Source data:
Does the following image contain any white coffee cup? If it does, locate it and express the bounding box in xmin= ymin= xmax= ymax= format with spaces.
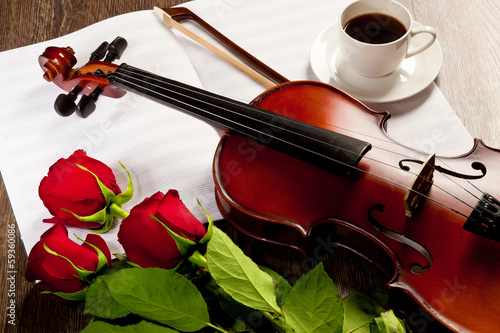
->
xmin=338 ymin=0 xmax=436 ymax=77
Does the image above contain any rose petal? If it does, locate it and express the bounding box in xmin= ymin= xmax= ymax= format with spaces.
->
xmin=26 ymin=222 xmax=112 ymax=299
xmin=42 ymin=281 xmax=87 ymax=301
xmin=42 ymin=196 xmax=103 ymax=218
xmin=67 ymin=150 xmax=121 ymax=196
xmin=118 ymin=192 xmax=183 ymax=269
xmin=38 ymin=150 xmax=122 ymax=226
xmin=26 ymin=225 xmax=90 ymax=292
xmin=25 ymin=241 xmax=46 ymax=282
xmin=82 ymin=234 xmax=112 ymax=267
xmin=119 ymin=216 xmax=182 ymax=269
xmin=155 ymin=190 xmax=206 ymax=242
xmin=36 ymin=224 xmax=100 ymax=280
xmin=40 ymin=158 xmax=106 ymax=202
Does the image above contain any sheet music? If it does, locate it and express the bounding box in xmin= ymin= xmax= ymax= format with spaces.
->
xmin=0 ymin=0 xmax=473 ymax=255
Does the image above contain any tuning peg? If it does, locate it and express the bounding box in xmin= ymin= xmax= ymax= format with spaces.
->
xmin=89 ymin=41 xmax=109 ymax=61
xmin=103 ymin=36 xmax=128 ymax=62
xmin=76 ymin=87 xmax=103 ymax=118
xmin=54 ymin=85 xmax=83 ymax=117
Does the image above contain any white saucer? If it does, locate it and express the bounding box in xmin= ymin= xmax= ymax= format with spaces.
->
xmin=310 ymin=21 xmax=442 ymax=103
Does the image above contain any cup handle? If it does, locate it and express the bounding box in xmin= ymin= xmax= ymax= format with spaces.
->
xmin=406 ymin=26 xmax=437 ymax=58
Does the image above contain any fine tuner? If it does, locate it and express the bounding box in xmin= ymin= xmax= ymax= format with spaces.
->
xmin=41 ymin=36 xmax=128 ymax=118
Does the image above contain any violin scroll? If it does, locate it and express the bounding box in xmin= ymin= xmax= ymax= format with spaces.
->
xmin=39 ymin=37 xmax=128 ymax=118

* * *

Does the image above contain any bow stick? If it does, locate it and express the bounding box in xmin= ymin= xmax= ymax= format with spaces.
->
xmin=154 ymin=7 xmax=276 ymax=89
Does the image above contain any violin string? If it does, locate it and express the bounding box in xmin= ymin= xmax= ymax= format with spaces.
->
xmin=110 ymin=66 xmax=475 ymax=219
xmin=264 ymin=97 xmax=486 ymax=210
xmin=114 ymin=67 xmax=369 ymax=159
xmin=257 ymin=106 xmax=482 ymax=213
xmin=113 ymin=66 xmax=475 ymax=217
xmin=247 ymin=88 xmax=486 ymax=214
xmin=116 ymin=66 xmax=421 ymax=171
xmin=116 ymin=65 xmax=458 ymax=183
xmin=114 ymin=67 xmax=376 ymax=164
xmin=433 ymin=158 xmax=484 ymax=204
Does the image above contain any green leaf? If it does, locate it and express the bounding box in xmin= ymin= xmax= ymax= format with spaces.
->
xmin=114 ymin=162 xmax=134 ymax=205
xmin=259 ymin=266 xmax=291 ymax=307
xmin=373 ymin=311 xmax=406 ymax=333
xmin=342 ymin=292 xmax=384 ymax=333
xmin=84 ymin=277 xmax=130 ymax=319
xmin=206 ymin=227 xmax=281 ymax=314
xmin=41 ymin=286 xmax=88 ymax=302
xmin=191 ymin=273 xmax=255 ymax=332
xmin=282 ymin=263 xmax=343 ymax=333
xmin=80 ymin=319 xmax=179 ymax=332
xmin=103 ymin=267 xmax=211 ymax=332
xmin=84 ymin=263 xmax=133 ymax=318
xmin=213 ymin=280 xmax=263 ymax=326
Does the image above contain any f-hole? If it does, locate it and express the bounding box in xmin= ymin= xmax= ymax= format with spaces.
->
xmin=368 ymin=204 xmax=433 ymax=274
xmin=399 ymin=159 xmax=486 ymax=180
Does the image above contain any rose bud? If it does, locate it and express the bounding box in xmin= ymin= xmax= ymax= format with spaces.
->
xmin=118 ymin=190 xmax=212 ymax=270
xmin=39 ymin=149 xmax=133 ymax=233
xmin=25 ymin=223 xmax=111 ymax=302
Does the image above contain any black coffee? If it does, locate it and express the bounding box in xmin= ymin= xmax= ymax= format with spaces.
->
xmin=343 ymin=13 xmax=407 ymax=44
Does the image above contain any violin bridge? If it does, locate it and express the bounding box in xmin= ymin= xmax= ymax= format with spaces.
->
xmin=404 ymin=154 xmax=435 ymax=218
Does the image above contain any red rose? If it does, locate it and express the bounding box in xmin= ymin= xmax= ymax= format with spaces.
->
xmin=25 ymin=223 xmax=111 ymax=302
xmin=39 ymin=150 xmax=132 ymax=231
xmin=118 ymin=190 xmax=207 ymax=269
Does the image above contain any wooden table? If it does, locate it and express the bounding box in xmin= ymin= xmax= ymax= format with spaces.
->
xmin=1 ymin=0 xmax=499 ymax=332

■ WHAT IS REQUIRED: Read through the lines above and collect those that contain the string "white".

■ RESULT OF THE EXERCISE:
Does the following image contain any white coffee cup? If it does, locate it and express the bounding box in xmin= ymin= xmax= ymax= format with spaces.
Does the image above contain any white saucer? If it does, locate it and express the bounding box in xmin= ymin= xmax= ymax= format with spaces.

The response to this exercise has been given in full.